• [Information provided]:
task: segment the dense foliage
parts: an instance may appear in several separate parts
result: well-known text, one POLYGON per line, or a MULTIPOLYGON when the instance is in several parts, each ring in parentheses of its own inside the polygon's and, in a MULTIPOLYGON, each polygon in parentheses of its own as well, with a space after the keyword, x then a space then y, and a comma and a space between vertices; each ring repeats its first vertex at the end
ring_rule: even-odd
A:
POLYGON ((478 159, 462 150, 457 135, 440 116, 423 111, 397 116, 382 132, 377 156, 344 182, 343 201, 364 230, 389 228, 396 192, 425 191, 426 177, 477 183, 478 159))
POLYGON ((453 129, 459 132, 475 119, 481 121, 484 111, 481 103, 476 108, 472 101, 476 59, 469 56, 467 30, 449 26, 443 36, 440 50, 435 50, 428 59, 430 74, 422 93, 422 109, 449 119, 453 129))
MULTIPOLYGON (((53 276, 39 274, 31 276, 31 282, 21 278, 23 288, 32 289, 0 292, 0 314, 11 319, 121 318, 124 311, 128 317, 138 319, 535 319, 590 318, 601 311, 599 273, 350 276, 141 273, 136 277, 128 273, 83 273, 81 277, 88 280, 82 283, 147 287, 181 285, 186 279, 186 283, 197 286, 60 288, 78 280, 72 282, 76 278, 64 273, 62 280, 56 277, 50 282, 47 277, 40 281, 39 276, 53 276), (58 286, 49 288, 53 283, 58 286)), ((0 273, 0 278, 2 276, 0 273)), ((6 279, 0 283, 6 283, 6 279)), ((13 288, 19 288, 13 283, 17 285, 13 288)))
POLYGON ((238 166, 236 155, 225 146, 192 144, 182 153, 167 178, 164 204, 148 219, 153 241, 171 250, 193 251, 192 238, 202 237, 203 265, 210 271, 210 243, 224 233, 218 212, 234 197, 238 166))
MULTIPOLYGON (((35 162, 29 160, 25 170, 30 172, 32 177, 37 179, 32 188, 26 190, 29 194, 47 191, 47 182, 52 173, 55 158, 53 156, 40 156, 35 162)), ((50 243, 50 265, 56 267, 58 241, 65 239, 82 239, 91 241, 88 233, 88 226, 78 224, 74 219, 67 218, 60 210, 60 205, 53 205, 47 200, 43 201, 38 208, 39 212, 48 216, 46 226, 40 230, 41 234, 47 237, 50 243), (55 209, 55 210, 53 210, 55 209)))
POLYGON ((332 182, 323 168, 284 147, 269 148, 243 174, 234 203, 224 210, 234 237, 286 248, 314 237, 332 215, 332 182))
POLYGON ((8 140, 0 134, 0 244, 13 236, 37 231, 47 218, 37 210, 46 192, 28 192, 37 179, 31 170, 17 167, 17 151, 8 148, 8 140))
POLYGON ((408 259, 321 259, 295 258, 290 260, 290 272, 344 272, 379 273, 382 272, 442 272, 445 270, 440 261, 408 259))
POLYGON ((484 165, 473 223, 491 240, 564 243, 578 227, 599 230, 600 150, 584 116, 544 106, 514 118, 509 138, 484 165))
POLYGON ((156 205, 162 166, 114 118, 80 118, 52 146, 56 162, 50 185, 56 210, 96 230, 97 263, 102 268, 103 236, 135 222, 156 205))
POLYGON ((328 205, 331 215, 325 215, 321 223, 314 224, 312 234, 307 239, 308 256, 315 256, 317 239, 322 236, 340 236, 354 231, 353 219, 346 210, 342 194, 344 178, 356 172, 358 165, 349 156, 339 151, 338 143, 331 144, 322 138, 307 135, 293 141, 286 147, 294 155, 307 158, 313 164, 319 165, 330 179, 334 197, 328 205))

• [Your instructions]:
Pull out every line of the material above that contains the string "several", and copy each such line in full. Match case exactly.

• [The response]:
parts: an instance may appear in several separate parts
result: well-known text, one POLYGON per line, or a MULTIPOLYGON when the instance is in several parts, each ring in parentheses of its own inside the polygon's and, in a MULTIPOLYGON, each polygon in parentheses of its own as well, with a space after the keyword, x then a space then y, and a comma and a space between vertices; each ring repeats its first vertex at the end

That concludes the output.